How to complete this task:
Look down the entries below and report how many lines hold the string "regions"; write nothing else.

*** Provided information ***

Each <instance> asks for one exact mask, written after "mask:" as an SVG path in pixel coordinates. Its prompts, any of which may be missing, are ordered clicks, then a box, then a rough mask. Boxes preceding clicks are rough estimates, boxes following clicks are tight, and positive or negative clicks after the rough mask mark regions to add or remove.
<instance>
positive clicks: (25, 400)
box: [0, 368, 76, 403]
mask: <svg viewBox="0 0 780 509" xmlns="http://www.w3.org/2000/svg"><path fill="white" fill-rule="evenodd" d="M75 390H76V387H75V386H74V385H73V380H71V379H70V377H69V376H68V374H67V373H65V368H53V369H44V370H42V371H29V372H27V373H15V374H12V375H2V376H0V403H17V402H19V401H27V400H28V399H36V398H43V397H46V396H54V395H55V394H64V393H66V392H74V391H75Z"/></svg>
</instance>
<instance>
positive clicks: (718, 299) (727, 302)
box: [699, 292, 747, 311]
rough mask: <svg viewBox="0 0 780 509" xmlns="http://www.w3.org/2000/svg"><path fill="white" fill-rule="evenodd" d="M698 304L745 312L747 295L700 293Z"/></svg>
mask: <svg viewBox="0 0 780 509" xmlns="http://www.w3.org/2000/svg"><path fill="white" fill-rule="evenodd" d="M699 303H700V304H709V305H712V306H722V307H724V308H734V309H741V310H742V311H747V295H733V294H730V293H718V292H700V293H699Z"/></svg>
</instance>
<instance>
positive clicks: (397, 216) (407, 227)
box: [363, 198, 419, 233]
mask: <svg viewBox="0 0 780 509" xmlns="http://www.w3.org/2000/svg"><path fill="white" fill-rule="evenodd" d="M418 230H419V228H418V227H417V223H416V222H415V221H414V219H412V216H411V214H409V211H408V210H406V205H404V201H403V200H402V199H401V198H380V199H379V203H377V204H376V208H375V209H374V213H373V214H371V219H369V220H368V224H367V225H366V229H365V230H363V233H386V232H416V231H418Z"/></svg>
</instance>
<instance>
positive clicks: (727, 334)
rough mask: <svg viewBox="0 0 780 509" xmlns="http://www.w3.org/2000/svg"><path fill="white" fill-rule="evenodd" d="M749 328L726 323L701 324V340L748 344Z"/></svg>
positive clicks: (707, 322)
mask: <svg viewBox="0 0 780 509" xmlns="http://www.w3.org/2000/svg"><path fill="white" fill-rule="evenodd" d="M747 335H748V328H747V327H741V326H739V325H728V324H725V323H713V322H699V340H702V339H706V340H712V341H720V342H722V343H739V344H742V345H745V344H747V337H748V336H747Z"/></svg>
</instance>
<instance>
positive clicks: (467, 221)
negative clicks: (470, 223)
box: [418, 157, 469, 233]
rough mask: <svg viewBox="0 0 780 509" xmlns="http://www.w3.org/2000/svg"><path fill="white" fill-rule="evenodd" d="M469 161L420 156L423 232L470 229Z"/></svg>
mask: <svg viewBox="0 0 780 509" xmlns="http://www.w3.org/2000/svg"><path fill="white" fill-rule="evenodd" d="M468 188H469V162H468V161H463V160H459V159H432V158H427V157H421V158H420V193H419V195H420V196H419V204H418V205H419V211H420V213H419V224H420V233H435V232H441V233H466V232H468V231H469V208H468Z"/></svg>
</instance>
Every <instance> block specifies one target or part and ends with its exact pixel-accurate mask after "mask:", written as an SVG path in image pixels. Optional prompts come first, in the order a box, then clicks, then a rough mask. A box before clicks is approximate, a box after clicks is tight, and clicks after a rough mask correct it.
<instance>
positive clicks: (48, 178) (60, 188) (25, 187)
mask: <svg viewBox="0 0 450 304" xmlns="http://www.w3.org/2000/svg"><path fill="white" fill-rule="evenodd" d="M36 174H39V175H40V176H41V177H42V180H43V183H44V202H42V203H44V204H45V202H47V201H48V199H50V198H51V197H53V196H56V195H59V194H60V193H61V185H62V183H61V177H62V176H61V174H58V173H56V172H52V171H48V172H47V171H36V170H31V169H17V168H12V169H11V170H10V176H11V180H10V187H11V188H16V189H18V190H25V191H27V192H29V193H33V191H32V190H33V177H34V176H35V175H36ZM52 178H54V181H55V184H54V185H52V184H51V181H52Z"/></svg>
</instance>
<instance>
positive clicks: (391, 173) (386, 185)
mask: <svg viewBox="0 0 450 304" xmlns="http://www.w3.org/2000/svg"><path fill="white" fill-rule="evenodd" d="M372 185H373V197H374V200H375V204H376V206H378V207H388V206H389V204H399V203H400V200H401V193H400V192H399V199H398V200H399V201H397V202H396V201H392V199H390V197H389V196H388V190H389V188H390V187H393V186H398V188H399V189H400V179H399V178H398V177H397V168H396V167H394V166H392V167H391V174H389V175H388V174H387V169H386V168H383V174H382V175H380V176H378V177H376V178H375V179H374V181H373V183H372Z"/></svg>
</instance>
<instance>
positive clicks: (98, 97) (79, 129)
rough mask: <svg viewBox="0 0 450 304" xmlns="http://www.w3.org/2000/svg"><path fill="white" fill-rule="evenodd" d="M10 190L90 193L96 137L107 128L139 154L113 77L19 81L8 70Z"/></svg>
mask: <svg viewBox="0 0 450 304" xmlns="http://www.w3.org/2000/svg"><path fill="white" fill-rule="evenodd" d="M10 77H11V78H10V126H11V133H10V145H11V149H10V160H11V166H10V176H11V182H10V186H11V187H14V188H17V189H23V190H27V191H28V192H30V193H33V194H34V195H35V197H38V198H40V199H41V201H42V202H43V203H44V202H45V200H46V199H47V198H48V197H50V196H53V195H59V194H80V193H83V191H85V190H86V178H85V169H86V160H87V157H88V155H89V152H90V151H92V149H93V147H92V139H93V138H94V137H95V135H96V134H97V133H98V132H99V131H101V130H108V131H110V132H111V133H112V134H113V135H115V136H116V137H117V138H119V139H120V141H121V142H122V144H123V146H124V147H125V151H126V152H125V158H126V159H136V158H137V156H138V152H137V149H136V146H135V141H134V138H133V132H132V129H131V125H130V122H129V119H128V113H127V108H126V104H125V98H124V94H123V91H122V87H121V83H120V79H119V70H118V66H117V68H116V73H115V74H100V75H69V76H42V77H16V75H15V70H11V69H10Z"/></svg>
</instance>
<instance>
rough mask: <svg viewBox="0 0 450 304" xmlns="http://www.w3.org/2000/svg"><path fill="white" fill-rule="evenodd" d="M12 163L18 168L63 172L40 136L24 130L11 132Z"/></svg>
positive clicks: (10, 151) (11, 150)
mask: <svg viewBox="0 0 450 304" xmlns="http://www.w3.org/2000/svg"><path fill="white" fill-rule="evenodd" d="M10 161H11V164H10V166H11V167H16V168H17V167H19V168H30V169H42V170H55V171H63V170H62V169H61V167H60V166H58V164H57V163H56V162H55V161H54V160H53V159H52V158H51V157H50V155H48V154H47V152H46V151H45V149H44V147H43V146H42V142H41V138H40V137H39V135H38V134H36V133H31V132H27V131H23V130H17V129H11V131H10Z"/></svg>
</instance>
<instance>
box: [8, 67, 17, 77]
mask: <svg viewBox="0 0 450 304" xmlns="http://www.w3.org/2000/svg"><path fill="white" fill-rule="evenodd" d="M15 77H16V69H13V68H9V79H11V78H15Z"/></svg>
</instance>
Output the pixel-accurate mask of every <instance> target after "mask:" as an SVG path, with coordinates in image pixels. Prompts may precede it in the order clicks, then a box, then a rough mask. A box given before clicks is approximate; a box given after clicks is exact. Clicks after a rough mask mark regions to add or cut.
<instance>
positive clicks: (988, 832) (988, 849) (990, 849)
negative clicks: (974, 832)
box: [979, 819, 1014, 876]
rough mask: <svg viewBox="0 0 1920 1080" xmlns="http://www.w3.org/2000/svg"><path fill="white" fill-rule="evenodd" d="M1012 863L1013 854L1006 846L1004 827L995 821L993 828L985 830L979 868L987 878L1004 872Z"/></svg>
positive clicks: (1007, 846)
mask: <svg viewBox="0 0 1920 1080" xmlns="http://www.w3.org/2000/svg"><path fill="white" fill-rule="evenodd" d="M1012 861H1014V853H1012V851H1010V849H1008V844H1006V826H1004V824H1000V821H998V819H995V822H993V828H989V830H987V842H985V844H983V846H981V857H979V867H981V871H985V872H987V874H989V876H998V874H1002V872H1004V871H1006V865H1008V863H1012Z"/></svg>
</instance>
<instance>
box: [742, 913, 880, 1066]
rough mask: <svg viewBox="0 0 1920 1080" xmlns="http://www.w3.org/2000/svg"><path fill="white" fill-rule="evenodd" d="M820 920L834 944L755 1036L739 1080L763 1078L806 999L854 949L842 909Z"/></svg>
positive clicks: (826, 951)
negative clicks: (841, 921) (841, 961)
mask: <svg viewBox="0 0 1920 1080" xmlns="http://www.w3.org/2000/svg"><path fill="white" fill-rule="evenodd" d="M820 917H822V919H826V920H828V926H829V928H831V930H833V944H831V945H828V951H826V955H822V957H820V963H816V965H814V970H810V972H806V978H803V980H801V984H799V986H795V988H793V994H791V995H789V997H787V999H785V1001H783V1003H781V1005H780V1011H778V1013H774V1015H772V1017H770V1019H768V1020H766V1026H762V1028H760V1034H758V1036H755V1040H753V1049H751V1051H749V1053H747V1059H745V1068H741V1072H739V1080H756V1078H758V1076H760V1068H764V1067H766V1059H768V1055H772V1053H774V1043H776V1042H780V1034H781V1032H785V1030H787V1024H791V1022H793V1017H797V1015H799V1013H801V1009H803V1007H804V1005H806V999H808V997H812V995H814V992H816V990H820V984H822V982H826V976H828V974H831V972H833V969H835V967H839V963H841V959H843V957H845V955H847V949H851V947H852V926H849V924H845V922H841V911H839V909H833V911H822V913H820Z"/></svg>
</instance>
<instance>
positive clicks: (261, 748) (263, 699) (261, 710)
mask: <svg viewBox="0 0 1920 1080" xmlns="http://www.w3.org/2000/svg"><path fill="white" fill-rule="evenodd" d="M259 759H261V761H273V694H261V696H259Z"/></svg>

*** End of Provided information ***

Task output:
2